**Required action 1**
Decide whether each statement agrees with the article below on early-2024 AI innovations: (a) Anthropic released Claude 3 on March 14, 2024. (b) Haiku is the most advanced version of Claude 3. (c) Sonnet is targeted at enterprise applications. Answer each with yes or no and quote the words from the article that decide it.
**Required action 2**
According to the article below on early-2024 AI innovations, what are the three versions of the Claude 3 model?
**Required action 3**
Reproduce the article below on early-2024 AI innovations from "2024 Starts with" to "the latest LLMs.".
Extracted text START
X
Ultralytics YOLOv8.2 ReleaseUltralytics YOLOv8.2 ReleaseUltralytics YOLOv8.2 Release Arrow
Green check
Link copied to clipboard

2024 Starts with a Generative AI Wave

A look at the exciting AI innovations from the first quarter of 2024. We'll cover breakthroughs like OpenAI's Sora AI, Neuralink's brain chip, and the latest LLMs.

Facebook logoTwitter logoLinkedIn logoCopy-link symbol

The AI community seems to make headlines almost daily. The first few months of 2024 have been exciting and packed full of new AI innovations. From powerful new large language models to human brain implants, 2024 is shaping up to be amazing.

We are seeing AI transform industries, making information more accessible, and even taking the first steps toward merging our minds with machines. Let's rewind the first quarter of 2024 and take a closer look at the progress made in AI in just a few months.

LLMs are Trending

Large language models (LLMs), designed to understand, generate, and manipulate human language based on vast amounts of text data, took center stage in the first quarter of 2024. Many major tech companies released their own LLM models, each with unique capabilities. The incredible success of prior LLMs like GPT-3 inspired this trend. Here are some of the most notable LLM releases from early 2024.

Anthropic's Claude 3

Anthropic released Claude 3 on March 14, 2024. The Claude 3 model comes in three versions: Opus, Sonnet, and Haiku, each serving different markets and purposes. Haiku, the quickest model, is optimized for fast, basic responses. Sonnet balances speed with intelligence and is targeted at enterprise applications. Opus, the most advanced version, delivers unparalleled intelligence and reasoning and is ideal for complex tasks and achieving top benchmarks.

Claude 3 boasts many advanced features and improvements:

  • Enhanced Multilingual Conversations: Improved abilities in languages including Spanish, Japanese, and French​.
Extracted text END
Data for review START
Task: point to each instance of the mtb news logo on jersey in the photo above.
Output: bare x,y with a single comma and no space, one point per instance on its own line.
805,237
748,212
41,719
Data for review END
**Answer space 1**
(a) Yes: "Anthropic released Claude 3 on March 14, 2024."
(b) No: "Opus, the most advanced version, delivers unparalleled intelligence and reasoning"
(c) Yes: "Sonnet balances speed with intelligence and is targeted at enterprise applications."

**Answer space 2**
Opus, Sonnet, and Haiku.

**Answer space 3**
2024 Starts with a Generative AI Wave

A look at the exciting AI innovations from the first quarter of 2024. We'll cover breakthroughs like OpenAI's Sora AI, Neuralink's brain chip, and the latest LLMs.